▶ [Document extract]
==============================

Skip to content

In the News

Yeager Airport earning reputation as home base for military training operations

June 26 2020
Rick Steelhammer |WV Gazette

Less than two years ago, military use of Charleston’s Yeager Airport was generally limited to C-130 flights operated by the home-based 130th Airlift Wing and sporadic refueling stops by military aircraft passing through the area.

“Back then, we’d get maybe two or three transient military aircraft a week stopping in to refuel,” said Nick Keller, Yeager’s director. “So far this month, we’ve handled more than 100.”

In the past 20 months, aircraft from at least 126 military aviation units and thousands of Army, Navy, Marine Corps, Air Force and Coast Guard aircrew members, support teams and trainees have spent time at Yeager Airport.

The increased military presence at the Charleston airport is no lucky accident.

In his prior role as the airport’s assistant director, Keller and current Assistant Director James “Buzz” Mason, a former Navy helicopter pilot, spearheaded a marketing effort to bring in more military traffic. But before pitching the airport as a training base, they needed to develop some unique selling points and hone some existing ones, which they accomplished with help from Yeager’s governing board, National Guard officials and area coal companies.

In February, 2019, the airport signed lease agreements for five inactive surface mines in Boone and Logan counties identified as being suitable to serve as remote military training sites.

Since then, leases for additional strip mine sites in at least four other counties, including Kanawha, have been added, giving training exercise planners 60,000 acres of terrain to choose from, in parcels of up to 25,000 acres.

All of the sites are located within about 30 minutes flying time from Yeager, which in turn is located about 3 miles from the center of the state’s largest city.

After Yeager-owned Capital Jet Service assumed management of the general aviation complex formerly operated by Executive Air in late 2018, flight line crews were trained and certified to provide “hot refueling” service for a variety of military aircraft. The service involves topping off an aircraft’s fuel tanks while its engines are operating, saving aircrews a substantial amount of time.

==============================

▶ [Entries supplied]
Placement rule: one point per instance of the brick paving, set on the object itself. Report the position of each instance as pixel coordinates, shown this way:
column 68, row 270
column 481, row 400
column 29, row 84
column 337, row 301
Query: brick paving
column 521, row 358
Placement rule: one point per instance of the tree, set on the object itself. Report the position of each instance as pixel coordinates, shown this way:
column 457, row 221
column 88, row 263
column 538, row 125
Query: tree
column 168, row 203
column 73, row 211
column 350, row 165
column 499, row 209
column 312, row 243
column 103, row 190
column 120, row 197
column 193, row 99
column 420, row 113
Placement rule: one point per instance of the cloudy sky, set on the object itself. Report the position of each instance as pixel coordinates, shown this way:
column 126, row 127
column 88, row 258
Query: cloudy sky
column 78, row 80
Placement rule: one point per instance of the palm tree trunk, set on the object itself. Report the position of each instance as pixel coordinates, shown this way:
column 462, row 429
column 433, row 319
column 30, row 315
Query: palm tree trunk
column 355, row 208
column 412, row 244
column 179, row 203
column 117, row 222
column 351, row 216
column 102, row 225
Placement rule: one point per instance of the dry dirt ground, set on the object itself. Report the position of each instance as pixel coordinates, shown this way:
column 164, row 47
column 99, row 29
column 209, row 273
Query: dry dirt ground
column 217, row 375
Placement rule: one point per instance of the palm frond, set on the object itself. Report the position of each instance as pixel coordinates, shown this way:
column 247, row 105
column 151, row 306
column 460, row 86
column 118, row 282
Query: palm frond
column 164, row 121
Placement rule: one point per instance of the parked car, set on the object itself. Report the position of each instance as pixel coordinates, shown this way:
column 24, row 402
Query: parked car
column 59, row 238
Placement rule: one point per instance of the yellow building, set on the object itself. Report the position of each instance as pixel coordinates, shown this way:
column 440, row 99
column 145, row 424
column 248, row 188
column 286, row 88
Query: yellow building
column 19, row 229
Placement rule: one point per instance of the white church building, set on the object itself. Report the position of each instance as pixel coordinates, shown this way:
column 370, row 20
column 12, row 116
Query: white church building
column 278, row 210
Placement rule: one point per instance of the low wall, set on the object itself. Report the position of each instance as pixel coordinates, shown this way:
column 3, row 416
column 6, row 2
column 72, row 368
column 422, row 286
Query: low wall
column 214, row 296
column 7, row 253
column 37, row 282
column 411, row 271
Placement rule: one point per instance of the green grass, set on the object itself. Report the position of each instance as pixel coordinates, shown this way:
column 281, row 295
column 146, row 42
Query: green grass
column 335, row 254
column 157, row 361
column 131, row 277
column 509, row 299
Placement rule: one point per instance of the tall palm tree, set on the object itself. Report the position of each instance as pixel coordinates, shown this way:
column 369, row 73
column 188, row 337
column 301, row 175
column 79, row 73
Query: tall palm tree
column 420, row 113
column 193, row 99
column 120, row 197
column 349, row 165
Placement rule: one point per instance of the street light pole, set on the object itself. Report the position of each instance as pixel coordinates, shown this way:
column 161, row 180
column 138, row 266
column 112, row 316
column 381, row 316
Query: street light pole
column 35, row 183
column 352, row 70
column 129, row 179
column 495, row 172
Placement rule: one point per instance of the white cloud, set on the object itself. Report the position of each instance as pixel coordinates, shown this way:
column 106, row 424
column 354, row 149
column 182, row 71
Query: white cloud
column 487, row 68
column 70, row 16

==============================

▶ [Exercise brief]
Carry the article on Yeager Airport's military training traffic forward from its last sentence. The entries are separate material and have nothing to do with the article.

▶ [Exercise result]
Last year, Yeager Airport refurbished an unused 2,000-square-foot office building in the general aviation complex and equipped it with a flight planning room, conference room, lounge and kitchen.

In July, it was dedicated as the Woody Williams Military Flight Operations Center, named in honor of West Virginia World War II Medal of Honor recipient Hershel “Woody” Williams, and serves as a headquarters for military units staging training exercises from Yeager.

Some selling points for Yeager’s role as a training base were already in place. Both Yeager’s Air Traffic Control Tower and Capital Jet Service are open on a 24/7 basis, with on-site fire protection provided by a squad attached to the 130th Airlift Wing.

“You won’t find a lack of airspace congestion and an abundance of remote training sites that we have here anywhere else east of the Mississippi,” Maj. Gen. James A. Hoyer said at Yeager on Thursday, during a presentation on the airport’s growth as a military aviation training base. “People can train here in a safe, secure environment.”

Visiting military aviators so far this month have bought 50,000 gallons of fuel from Capital Jet Services. “Last weekend alone, they booked 110 room nights in Charleston hotels and dined in Charleston restaurants,” Keller said.

Those taking part in multi-day training operations are entitled to $107 per day to cover lodging expenses and $56 per day for food, typically spent in Charleston area hotels and restaurants.

Training activities at the mine sites include takeoffs and landings from dirt airstrips, confined area landings, helicopter sling-loading and transport, instrument approach training, simulated shipboard landings and carrier break formations.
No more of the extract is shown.